**Tasks to complete**
**1.** Please reproduce the passage from the comment on open-source licenses, starting at "While most CxOs" and ending at "just 10.000 too?".
**2.** In the comment on open-source licenses, under what condition does the writer say you don't have to release a bugfix to GPL code?
**3.** Write the next part of the comment on open-source licenses, picking up after its final sentence.

On one hand, not all OSS licenses are born equal (as privative licenses are not born equal, either). It's obvious that what it's true regarding BSD doesn't need to regarding GPL so please, refrain a bit about talking absolutes about OSS: to many of them won't hold water.
On the other hand, even talking about copyleft OSS, like GPL, it's untrue that you have to release the bugfix to the world. As long as you don't redistribute binaries you don't have to release the bugfix either. Please read the GPL and see it by yourself.
"how businesses usually think. Share their stuff with others? Give other companies an advantage that WE paid for?"
That clearly shows there's a bussiness case for Red Hat to go for it.
While most CxOs might say that they won't give other companies an advantage they paid for, the hard fact is that they already do it! Or do they really think that developing the bazillion of code lines from, say, their Oracle solution do in fact cost the meagre 10.000 they paid for it? Or are they so naive not to know that by paying Oracle those 10.000 with such draconian CLUF they are in fact making the case for their direct bussiness adversaries to be able to get Oracle by just 10.000 too?
It's everything about perception and as such, opened to change by means of marketing practices, like a CEO telling other CEOs that "there are other ways to make bussiness, and I'll show you".
"If the project is budgeted for 1000 hours and the goal is to build a blog that works just like Slashdot, what if he books 990 hours surfing for pr0n, downloads Slashcode and strolls in the door with an invoice?"
Yeah, so what?
The company wanted to pay 1000xhour rate in order to have a Slashdot-like blog and they ended with... what? A Slashdot-like blog that costed 1000xhour rate, so where's the problem? This case is not an academic one where "cheat is forbidden" but a results-oriented scenario. If someone can make 1000 for something that costed him 100, the better for him.
No: I think it's a clear incompetence case. The wanted to say "non-copyleft code allowed" (maybe because they didn't want to close the door for that software to be licensed to third-party clients) and ended up saying "non OSS allowed" out of ignorance of the differences between GPL-like and BSD-like licenses.

**Information shown**
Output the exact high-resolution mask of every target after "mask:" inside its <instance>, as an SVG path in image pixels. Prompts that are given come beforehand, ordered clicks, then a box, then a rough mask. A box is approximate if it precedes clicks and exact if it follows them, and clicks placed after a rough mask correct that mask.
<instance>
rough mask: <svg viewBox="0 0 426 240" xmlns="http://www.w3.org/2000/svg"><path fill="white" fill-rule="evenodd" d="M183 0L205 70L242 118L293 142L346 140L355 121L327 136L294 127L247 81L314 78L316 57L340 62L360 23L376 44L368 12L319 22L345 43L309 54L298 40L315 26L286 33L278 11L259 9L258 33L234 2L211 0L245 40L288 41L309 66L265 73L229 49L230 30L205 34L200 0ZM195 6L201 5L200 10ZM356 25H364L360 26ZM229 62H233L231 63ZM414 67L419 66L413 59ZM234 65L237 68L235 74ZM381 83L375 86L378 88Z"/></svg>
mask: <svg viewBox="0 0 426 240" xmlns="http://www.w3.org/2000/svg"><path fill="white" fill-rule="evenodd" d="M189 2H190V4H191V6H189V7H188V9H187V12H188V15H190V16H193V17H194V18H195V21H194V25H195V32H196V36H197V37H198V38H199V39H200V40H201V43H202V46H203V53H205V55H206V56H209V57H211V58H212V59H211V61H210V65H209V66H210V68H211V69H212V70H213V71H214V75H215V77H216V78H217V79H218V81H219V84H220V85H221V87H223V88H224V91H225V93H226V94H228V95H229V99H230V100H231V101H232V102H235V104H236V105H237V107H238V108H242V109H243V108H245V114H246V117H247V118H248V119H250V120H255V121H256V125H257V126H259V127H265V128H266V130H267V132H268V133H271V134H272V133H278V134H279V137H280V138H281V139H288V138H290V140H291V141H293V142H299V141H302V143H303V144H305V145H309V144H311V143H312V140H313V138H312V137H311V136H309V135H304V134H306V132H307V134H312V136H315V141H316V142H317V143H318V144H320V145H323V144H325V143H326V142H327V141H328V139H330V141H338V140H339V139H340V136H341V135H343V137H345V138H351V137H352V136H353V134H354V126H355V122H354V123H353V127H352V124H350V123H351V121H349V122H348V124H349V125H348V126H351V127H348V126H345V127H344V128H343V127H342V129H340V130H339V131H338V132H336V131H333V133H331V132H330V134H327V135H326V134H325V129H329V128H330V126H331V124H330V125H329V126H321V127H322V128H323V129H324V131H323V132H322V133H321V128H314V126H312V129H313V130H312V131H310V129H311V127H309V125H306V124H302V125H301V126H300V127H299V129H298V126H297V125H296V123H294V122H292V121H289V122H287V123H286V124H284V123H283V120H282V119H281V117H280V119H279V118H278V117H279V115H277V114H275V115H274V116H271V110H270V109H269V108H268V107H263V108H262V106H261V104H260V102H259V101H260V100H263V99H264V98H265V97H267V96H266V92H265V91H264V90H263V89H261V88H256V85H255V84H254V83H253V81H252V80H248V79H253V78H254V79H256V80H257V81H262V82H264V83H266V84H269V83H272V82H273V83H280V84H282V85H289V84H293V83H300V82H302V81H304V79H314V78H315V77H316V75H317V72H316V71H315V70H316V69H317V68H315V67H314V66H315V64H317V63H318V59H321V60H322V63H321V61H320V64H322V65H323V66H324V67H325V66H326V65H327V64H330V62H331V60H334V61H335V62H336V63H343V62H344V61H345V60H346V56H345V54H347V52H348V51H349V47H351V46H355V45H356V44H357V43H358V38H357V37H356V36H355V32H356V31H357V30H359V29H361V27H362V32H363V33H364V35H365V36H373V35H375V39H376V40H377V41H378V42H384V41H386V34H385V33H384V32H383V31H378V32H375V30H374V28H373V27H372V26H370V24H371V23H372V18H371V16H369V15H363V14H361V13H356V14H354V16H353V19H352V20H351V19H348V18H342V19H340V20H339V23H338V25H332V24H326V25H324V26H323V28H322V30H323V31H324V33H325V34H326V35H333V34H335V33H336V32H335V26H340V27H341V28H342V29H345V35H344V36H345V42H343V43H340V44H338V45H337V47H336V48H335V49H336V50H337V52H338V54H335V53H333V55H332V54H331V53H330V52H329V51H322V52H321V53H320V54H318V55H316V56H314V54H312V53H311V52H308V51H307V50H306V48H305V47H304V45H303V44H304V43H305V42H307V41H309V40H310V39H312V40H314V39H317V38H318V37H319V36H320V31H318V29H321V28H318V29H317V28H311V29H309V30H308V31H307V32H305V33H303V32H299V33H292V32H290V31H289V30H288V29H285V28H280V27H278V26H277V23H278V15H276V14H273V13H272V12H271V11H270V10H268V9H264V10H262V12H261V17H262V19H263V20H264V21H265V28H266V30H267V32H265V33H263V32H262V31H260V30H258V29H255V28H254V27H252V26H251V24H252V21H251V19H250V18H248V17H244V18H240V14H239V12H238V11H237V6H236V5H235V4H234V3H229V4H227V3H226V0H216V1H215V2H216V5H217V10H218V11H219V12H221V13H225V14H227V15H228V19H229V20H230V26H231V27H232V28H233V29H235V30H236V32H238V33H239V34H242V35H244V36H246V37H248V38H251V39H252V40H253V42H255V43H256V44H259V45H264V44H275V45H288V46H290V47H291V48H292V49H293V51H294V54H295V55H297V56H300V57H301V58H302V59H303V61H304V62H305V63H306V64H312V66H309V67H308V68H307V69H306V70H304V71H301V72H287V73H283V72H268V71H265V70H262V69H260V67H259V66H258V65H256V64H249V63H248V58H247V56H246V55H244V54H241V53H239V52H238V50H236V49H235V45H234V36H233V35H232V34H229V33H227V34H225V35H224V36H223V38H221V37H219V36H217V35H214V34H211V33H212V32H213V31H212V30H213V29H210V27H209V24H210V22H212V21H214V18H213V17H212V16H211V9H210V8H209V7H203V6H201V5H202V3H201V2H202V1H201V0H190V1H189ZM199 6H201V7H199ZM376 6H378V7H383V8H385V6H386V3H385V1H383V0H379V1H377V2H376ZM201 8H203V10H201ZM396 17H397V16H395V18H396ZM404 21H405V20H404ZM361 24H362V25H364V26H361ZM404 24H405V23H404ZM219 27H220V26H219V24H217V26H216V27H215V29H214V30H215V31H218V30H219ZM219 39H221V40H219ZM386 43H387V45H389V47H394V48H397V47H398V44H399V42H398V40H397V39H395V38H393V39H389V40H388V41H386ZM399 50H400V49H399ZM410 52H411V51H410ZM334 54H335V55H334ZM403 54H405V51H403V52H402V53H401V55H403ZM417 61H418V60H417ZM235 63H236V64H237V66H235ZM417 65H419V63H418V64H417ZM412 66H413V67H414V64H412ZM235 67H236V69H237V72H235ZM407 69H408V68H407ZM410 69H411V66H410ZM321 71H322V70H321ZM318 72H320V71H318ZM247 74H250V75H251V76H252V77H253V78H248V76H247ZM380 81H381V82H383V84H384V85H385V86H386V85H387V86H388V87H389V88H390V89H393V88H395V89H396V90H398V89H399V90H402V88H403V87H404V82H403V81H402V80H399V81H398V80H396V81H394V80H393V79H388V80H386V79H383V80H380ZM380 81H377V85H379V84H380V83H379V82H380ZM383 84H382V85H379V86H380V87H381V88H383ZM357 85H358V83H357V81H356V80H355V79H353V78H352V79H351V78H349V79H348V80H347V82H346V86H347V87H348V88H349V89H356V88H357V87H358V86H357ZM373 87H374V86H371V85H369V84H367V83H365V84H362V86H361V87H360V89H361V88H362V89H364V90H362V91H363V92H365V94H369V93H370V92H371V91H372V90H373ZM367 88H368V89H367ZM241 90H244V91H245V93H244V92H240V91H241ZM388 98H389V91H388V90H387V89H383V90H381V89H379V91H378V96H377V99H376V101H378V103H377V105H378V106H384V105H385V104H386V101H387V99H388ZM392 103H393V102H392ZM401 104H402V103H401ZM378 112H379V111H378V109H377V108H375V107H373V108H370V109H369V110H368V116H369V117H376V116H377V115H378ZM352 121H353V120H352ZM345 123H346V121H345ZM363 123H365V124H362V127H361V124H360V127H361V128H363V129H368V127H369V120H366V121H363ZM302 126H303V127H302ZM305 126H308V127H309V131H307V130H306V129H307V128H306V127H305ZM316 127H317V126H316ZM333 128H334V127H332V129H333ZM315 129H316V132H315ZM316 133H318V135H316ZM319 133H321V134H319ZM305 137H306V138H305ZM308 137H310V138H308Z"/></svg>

**Answers for the exercise**
**1.**
While most CxOs might say that they won't give other companies an advantage they paid for, the hard fact is that they already do it! Or do they really think that developing the bazillion of code lines from, say, their Oracle solution do in fact cost the meagre 10.000 they paid for it? Or are they so naive not to know that by paying Oracle those 10.000 with such draconian CLUF they are in fact making the case for their direct bussiness adversaries to be able to get Oracle by just 10.000 too?

**2.** As long as you don't redistribute binaries.

**3.**
" A number of times I've pointed out to consulting firms I've worked for/with that they weren't compliant with GPL because they weren't putting their code improvements back into the wild"
And so you looked like an idiot whenever you faced someone that took the time to read the damn license.
"A frequent example that comes immediately to mind from a couple years back is Asterisk solution providers."
I worked with some of them on the past and I never had any problem to get a hand on their GPLed software upon request, so I can say that's not the general case.
"As a post-script, I think that developers have a certain amount of professional responsibility to point out the licensing model for any code they seek to build into their solution."
Whenever someone takes code from anyone else is their legal responsibility to have a look at the acompanying license. If he's a proffesional developer I'd say they have an ethical incumbement too.
"But if I'm already the Goliath that everyone is chasing, it is in my interest to keep barriers to entry into my market as high as possible"
That's true, and that' why nobody really expects Microsoft going truly on the open source wagon on the foreseeble future. Even if in a new niche it would cost them a hugh ammount of money the "do-it-yourself" way they surely would try as a means to monopolize it (after all they have hugh ammounts of money to spend anyway). Only when forced they'd do otherwise. On the other hand, Microsoft's main competency is not about making software, it's not even about selling software, it's about granting IP licenses: everything that goes against the mindshare that granting IP licenses is "the" proper valid way to make bussiness is clearly against their very bottomline, so no wonder they try to fight against that kind of idea with all their forces.
But look at your own company and you'll see that most of the software you use is now either commodity (e-mail readers or web browser, office suites, sysadmin tools and automation...) or generic/not directly related with your very company ("skeletal" ERP/CRM functionality, bussiness flow, legal/accountant...). Is *that* kind of software that any company can gain advantage from sharing. As I already told in another comment, companies already know that: after all they are more the ready to pay money to Microsoft, BEA, Oracle, SAP... for that kind of software; they are *already* sharing costs among them while it would be both more advantageable and probably cheaper to find a new way to make bussines where they, the "consumers" where in direct control of the development process instead of being reactive to the software companies actions.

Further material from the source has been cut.